Kutipan Teks:
● ● ●
Krisis Hutan=Banjir dan Krisis Air |
KPMI/Suryana/04/2012
Pada
tahun 2009, Greenpeace untuk Asia Tenggara melakukan aksi damai di fasilitas
bongkar muat perusahaan pulp dan kertas Asia Pulp and Paper milik PT.
Sinar Mas di Riau selama 26 Jam. Menurut Greenpeace, ribuan orang di seluruh
dunia telah mengirimkan petisi dan surat kepada Presiden SBY agar menghentikan
penghancuran hutan dan lahan gambut di Indonesia menjelang Konferensi Iklim di
Konpenhagen, Desember 2009.
Sebegaimana dijelaskan sebelumnya,
Indonesia merupakan penyumbang ketiga terbesar gas rumah kaca setelah AS dan
China yang (salah satu penyebab utamanya) berasal dari penghancuran terus
menerus hutan alam dan lahan gambutnya. “Dalam lingkup global, satu juta
hektar dihancurkan setiap bulannya setara dengan satu lapangan bola setiap dua
detiknya” (Von Hermandez, Direktur Eksekutif Greenpeace Asia Tenggara).
Pembalakan Hutan |
Berdasarkan data dari Kementerian
Lingkungan Hidup (2007) menunjukkan bahwa berdasarkan hasil pencitraan satelit,
luas hutan yang tersisa di Indonesia hanya 18,57% atau sekitar 2,3 juta ha. Ini
baru kondisi di pulau Jawa, belum kondisi hutan di wilayah tanah air lainnya,
terutama di Kalimantan, Sulawesi dan Irian Jaya yang penebangan hutan terus
berlangsung hingga kini.
● ● ●
Kutipan dari kumpulan data

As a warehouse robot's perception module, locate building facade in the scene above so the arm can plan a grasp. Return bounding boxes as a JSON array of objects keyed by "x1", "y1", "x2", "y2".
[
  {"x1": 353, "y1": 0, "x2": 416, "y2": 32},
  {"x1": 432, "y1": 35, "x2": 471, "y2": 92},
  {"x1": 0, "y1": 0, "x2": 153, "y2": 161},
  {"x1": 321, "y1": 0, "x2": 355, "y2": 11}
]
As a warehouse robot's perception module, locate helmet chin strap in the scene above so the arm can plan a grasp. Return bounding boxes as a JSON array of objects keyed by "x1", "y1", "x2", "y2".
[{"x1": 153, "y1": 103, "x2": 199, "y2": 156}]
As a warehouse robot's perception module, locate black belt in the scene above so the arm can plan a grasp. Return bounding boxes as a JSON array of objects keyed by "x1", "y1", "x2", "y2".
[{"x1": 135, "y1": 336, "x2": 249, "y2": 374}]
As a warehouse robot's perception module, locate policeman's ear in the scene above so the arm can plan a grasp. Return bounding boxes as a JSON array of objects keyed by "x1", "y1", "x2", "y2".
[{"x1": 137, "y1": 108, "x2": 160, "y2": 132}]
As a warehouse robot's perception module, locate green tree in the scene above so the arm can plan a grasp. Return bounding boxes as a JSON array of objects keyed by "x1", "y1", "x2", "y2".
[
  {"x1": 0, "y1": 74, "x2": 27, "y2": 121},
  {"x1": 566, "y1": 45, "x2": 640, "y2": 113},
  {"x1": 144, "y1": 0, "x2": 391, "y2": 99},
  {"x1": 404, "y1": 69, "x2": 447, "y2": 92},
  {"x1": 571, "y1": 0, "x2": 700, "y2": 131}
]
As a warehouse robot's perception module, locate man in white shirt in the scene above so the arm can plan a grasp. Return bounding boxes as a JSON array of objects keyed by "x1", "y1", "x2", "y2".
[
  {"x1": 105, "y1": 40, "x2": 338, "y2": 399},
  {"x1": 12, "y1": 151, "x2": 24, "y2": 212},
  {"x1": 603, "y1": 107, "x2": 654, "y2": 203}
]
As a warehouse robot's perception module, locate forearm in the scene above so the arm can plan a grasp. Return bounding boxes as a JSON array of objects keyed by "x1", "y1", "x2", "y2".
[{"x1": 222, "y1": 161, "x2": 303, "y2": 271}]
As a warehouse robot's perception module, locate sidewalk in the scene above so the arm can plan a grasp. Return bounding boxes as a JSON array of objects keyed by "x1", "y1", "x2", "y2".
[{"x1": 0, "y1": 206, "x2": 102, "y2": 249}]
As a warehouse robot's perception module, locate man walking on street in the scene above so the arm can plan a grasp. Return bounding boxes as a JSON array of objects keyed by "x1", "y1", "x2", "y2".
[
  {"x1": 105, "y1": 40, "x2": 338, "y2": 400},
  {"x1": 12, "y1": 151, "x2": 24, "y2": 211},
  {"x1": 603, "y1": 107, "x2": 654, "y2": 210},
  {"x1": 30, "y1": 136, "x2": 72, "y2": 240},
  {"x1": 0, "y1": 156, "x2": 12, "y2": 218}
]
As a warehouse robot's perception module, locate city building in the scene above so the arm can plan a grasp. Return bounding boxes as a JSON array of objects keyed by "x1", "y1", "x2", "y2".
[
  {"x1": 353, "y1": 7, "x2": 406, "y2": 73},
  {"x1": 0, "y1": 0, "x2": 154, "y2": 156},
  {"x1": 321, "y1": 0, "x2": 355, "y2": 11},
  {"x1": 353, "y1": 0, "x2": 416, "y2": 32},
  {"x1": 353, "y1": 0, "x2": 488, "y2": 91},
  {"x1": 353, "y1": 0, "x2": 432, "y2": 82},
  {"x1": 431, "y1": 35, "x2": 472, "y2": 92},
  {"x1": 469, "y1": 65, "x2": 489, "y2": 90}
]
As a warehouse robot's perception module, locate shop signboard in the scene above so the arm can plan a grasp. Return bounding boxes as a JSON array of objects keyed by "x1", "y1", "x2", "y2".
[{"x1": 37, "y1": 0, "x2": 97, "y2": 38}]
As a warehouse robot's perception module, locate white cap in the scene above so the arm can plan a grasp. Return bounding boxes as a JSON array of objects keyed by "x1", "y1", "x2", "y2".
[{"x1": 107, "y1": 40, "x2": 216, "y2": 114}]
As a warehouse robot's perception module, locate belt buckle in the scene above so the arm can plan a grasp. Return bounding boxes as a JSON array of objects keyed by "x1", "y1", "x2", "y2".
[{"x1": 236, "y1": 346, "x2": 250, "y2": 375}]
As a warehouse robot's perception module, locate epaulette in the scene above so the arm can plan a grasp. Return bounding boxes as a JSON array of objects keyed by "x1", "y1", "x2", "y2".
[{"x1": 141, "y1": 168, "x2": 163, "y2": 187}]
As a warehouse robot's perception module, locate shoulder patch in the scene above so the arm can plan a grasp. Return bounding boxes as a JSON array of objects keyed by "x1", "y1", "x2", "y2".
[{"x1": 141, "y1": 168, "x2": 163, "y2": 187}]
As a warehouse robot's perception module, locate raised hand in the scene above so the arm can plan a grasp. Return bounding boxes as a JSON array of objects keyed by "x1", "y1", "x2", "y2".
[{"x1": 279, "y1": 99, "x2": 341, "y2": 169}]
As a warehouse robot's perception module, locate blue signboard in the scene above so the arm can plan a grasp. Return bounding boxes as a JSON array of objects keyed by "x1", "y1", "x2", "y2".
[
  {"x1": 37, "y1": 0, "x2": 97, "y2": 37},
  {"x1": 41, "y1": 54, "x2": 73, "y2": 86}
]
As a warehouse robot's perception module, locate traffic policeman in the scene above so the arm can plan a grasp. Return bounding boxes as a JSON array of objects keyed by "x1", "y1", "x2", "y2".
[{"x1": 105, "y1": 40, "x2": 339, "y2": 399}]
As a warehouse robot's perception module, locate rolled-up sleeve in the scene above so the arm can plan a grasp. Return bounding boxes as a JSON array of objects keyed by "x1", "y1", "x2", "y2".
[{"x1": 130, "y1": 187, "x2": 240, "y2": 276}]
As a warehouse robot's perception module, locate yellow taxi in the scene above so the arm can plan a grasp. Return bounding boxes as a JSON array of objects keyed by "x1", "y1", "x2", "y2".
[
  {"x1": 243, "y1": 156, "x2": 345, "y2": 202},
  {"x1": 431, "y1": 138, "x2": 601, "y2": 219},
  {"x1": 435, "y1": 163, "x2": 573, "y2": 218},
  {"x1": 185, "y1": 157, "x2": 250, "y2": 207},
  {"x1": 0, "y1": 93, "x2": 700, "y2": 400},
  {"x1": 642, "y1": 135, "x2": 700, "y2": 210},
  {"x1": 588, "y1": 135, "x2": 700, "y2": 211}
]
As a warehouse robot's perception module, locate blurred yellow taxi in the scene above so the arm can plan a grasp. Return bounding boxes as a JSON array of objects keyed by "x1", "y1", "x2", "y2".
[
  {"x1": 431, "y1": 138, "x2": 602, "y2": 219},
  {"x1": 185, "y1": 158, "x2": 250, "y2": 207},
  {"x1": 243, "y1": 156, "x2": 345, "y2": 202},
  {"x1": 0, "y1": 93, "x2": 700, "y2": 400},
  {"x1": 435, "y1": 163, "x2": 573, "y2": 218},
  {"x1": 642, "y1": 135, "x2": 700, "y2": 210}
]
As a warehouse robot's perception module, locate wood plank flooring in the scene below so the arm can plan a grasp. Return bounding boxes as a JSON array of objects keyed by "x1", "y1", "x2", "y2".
● ● ●
Daftar Tugas:
• 1. Menurut teks tentang krisis hutan, berapa lama aksi damai Greenpeace di fasilitas bongkar muat di Riau berlangsung?
• 2. Lanjutkan teks tentang krisis hutan mulai dari kalimat terakhirnya.

Jawaban Latihan:
• 1. Aksi damai itu berlangsung selama 26 jam.

• 2.
Kepala Lembaga Ilmu Pengetahuan
Indonesia (LIPI) Umar Anggara Jenie mengungkapkan, kondisi hutan di Indonesia
sudah mengkhawatirkan karena 1,8 juta hektar hutan hancur per tahun. Data
tersebut berdasarkan pengamatan dari tahun 2002 hingga 2005. Artinya tingkat
kehancuran hutan mencapai dua persen setiap tahun atau setara dengan 51
kilometer persegi per hari.
Dengan tingkat kerusakan yang 1,8 juta
itu, Guinness Books of Record edisi 2008 mencatat Indonesia sebagai
negara yang hutannya mengalami kerusakan paling cepat di antara 44 negara yang
masih memiliki hutan.
Data terbaru yang dihimpun Harian Kompas
19/April 2012. Indonesia memiliki 43 taman nasional darat dengan luas kawasan
mencapai 12,3 juta hektar. Namun sekitar 30 persen diantaranya dalam kondisi
rusak parah akibat perambahan. Salah satunya seperti data Dinas Pertambangan
dan Energi Provinsi Aceh menyebutkan, ada 40 perusahaan pertambangan yang
mengantongi izin usaha di wilayah Nagan Raju, Aceh Selatan, Aceh Barat Daya dan
Singkil. Lokasi penambangan 40 perusahaan itu masuk kawasan Ekosistem Leuser
(KEL) di zona hutan lindung.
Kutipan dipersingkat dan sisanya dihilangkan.